INFORMATION GIVEN -
⁂

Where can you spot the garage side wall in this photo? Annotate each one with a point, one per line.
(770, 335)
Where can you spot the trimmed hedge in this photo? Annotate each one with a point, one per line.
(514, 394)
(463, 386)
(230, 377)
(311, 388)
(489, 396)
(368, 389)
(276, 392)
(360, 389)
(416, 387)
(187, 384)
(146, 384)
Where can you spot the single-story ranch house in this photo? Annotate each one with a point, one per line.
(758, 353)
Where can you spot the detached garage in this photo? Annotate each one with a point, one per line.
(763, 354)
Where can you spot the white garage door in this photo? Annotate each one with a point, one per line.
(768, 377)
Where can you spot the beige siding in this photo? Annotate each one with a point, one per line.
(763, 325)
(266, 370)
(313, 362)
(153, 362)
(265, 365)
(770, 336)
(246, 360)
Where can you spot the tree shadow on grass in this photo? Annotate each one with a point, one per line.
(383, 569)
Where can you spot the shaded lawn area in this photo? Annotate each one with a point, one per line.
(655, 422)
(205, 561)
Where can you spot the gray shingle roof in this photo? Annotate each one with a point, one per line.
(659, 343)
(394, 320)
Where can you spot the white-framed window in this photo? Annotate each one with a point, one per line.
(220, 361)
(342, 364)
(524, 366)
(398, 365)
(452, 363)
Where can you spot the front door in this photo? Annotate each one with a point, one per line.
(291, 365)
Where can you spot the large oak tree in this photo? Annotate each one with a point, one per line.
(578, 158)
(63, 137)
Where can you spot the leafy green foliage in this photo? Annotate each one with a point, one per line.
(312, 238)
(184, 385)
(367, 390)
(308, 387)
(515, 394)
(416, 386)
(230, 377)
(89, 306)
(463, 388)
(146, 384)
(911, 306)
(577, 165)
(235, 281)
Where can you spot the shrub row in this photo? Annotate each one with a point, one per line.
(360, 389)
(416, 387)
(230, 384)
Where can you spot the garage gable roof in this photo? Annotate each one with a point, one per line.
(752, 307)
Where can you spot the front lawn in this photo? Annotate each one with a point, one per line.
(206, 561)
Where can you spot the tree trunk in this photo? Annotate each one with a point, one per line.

⁂

DESCRIPTION OF THE TASK -
Reproduce, exactly, all the lines shown above.

OUTPUT BELOW -
Where can you spot the garage side wall in this photo? Annotate each one with a point, one per line.
(770, 335)
Where can you spot the trimmed hedge in this photo? Annotate each one with a point, one per line.
(514, 394)
(463, 386)
(230, 377)
(311, 388)
(489, 396)
(368, 389)
(276, 392)
(360, 389)
(416, 387)
(187, 384)
(146, 384)
Where can you spot the single-story ranch house in this photo? Annotate each one with a point, one per line.
(758, 353)
Where can you spot the detached garage in this photo? Annotate each one with a point, one per line.
(763, 354)
Where can you spot the white garage door in this photo? Annotate each one with a point, one per line.
(768, 377)
Where can you spot the beige siding in this photo? Annotate each one with a point, one per line.
(763, 325)
(266, 370)
(313, 362)
(153, 362)
(265, 365)
(770, 336)
(246, 360)
Where can you spot the tree shadow on grass in this photo? Annotate each one with a point, one per line.
(383, 569)
Where can you spot the shaded lawn area in this photo? Annotate each one with a point, one per line.
(655, 422)
(205, 561)
Where can you spot the gray shingle roof in this photo? Annotate each one with a point, one per line.
(659, 343)
(394, 320)
Where can you spot the white-framed window in this photo? Annotate each one with a point, one per line.
(220, 361)
(342, 364)
(524, 366)
(398, 365)
(452, 363)
Where can you spot the front door in this photo? Annotate each one with a point, one per line.
(291, 365)
Where can you spot the large oak tree in this photo? Annotate each one with a point, one per line.
(578, 158)
(63, 137)
Where can you spot the leafy green foliage in this photo? Annotate each one with a point, one per line.
(312, 238)
(184, 385)
(367, 390)
(308, 387)
(515, 394)
(416, 386)
(230, 377)
(89, 306)
(463, 388)
(146, 384)
(911, 306)
(577, 165)
(235, 281)
Where can you spot the shrub row in this photo? Annotate each one with a point, one per line.
(360, 389)
(416, 387)
(230, 384)
Where can you spot the garage gable roof in this photo? Annotate each one with a point, one per line.
(752, 307)
Where can you spot the front lawn in this photo? Annotate each one with a point, one per line.
(206, 561)
Where can you spot the tree trunk in this photo? Annotate each one with a point, one per line.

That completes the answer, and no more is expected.